─── Data under study ───

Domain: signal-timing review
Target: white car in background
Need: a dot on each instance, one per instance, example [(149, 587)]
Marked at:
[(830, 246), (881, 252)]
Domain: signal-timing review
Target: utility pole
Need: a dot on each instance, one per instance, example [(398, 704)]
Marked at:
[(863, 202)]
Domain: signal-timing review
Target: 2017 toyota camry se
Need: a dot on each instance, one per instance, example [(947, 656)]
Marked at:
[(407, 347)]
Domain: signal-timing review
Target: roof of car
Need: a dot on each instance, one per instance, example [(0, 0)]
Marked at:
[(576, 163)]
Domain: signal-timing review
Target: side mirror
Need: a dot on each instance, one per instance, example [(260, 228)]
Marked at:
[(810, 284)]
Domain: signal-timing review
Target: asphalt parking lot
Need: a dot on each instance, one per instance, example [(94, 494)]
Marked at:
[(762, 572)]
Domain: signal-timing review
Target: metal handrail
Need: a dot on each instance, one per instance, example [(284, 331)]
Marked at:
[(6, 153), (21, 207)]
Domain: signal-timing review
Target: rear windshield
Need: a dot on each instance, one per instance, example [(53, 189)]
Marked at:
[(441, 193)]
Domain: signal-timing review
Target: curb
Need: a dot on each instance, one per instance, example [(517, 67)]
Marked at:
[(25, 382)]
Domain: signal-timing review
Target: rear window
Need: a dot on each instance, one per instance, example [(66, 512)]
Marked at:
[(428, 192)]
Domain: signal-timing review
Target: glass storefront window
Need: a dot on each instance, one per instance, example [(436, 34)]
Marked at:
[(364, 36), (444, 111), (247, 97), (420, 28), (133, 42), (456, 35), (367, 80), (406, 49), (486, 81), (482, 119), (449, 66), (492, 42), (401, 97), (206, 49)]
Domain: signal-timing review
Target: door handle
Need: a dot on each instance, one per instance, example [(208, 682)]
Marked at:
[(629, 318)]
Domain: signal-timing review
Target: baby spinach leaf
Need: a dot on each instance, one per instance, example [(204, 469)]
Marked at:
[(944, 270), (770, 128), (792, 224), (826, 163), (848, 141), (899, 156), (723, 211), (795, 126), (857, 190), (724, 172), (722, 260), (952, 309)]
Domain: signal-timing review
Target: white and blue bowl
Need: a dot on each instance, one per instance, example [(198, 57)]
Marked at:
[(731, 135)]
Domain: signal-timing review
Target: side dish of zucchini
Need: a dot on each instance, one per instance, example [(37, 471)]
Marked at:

───

**What you need to do**.
The lines that contain the word "window" are wanted; copy each of them from the records.

**Task response**.
Target: rear window
Target: glass storefront window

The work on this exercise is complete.